>> Begin EXTRACT PROVIDED

As the latest generation engines require various heat exchangers for engine oil, transmission oil, alternator and passenger cabin heater there are usually more than one outlet from the engine-cooling jacket. BMW's engineers determined that the two flow regimes, engine and external system, are not independent. The 3-D computation must use the global flow conditions as boundary conditions for the detailed local flow calculations and the local pressure drops must be used in the global flow calculations. Therefore, an iterative process is required for a solution of the overall system. In general, a single iteration is insufficient for convergence and so the process must be repeated.

The data transfer was originally performed manually. The shortcomings of this process, slowness, cumbersome and error prone, led to the development of a programme interface, which improved the productivity but still required setting set-up for each case. The interface was built with standard FLOWMASTER2 utilities Command Line Interface and Electronic Data Interchange Format, and STAR-CD user subroutines.

BMW's engineers applied the method to the cooling system of a six-cylinder diesel engine. The cylinder head and cylinder cooling-jacket was modelled with STAR-CD and the external cooling circuit with FLOWMASTER2. There were three connections between the two codes - water pump, cylinder head and cylinder-jacket.

The systems were analysed independently to derive the boundary conditions, mass flow rates, for the co-simulation analysis. Good agreement between the boundary mass flows was achieved after three iterations. Convergence, where the boundary mass flows from both codes were within the specified tolerance, was achieved after 12 iterations.

Results

The figure below shows the percentage change in pressure boundary conditions versus iteration count during the iterative analysis. As each data transfer takes place the two computations converge. The upper line represents the cylinder head - red for STAR-CD and orange for FLOWMASTER2. It can be seen that the changes are large for the first two couplings but converge quickly. Also, the converged STAR-CD values show about 20% change from the initial estimate. The lower line representing the cylinder jacket shows a similar trend but the final change is much larger - about 40%.

>> End EXTRACT PROVIDED

» EXERCISE A
List every line of the entries that contains the word "blue", treating uppercase and lowercase letters as distinct.
The passage on engine-cooling co-simulation and the entries are unrelated to each other.

>> Begin DATASET RECORDS

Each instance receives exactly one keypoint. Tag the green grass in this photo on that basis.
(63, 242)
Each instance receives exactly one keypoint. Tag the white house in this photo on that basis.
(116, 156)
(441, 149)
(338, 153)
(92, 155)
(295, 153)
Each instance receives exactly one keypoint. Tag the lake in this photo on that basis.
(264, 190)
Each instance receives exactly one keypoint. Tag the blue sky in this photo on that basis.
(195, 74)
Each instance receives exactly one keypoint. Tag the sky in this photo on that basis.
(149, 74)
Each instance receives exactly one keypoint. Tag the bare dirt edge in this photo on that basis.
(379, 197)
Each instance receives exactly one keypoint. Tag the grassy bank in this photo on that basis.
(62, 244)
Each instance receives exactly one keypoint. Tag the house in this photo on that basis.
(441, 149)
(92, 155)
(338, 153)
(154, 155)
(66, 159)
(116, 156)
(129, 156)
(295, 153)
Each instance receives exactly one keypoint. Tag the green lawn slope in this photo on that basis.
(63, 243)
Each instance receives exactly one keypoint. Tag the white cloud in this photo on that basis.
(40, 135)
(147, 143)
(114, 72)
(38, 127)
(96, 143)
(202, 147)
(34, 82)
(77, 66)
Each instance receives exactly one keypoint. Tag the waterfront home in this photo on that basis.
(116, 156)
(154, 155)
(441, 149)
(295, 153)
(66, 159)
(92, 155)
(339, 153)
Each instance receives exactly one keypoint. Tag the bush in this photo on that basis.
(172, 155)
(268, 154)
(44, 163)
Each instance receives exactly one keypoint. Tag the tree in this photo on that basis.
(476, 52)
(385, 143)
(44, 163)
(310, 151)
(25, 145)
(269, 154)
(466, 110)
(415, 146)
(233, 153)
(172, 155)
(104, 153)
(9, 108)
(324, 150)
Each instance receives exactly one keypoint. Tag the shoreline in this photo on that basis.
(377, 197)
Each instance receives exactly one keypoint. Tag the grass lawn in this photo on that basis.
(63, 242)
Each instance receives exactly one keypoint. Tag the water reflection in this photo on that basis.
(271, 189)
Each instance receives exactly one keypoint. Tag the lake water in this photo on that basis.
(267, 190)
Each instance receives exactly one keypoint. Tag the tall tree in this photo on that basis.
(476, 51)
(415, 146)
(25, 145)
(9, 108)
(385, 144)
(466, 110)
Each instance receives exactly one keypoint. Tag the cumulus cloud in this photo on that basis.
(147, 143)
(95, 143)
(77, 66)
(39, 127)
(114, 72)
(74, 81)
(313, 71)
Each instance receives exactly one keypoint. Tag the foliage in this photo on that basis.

>> End DATASET RECORDS
>> Begin DATASET RECORDS

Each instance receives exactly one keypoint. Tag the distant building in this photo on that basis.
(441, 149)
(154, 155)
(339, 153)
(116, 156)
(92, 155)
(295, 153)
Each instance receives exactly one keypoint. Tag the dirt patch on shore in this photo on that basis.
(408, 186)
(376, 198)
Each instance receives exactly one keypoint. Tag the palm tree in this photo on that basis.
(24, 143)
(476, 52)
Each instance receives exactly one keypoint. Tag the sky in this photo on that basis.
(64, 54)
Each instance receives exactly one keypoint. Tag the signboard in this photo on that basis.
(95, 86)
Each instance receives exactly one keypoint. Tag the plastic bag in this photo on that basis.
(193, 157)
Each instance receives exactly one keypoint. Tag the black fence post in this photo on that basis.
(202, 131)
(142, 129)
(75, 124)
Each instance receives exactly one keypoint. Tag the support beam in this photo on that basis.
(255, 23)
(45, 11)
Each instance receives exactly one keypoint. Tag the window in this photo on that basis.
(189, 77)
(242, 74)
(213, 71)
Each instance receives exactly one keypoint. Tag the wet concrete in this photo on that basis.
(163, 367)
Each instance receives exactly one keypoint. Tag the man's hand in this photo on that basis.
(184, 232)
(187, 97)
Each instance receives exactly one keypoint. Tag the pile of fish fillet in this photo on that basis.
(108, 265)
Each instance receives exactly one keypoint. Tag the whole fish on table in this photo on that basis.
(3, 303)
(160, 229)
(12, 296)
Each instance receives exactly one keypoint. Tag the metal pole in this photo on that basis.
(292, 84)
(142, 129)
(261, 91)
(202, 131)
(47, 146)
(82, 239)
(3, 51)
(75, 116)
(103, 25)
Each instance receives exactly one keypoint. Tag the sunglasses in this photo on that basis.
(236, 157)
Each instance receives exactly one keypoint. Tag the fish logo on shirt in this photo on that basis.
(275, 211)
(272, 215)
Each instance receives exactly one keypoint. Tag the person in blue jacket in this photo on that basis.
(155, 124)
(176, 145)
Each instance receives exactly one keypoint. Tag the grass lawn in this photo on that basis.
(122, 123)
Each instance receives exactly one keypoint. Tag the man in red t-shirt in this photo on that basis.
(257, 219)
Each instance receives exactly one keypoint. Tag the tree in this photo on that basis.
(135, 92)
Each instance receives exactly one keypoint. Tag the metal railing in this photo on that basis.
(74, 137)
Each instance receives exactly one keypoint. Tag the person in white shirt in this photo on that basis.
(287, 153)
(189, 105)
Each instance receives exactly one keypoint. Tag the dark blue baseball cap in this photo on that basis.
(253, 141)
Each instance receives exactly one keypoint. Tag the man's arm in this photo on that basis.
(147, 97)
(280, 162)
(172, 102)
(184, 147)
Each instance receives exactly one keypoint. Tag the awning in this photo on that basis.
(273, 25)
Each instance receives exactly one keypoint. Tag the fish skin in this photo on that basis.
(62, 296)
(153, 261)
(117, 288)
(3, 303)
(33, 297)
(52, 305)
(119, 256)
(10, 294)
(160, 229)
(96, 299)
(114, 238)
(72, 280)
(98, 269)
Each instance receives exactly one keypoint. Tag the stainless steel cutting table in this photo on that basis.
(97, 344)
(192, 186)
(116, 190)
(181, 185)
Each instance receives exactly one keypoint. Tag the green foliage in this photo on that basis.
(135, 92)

>> End DATASET RECORDS

» EXERCISE B
Copy verbatim the portion of the passage on engine-cooling co-simulation starting at "BMW's engineers applied" and ending at "head and cylinder-jacket.".

» EXERCISE ANSWER A
Each instance receives exactly one keypoint. Tag the blue sky in this photo on that basis.
Each instance receives exactly one keypoint. Tag the person in blue jacket in this photo on that basis.
Each instance receives exactly one keypoint. Tag the dark blue baseball cap in this photo on that basis.

» EXERCISE ANSWER B
BMW's engineers applied the method to the cooling system of a six-cylinder diesel engine. The cylinder head and cylinder cooling-jacket was modelled with STAR-CD and the external cooling circuit with FLOWMASTER2. There were three connections between the two codes - water pump, cylinder head and cylinder-jacket.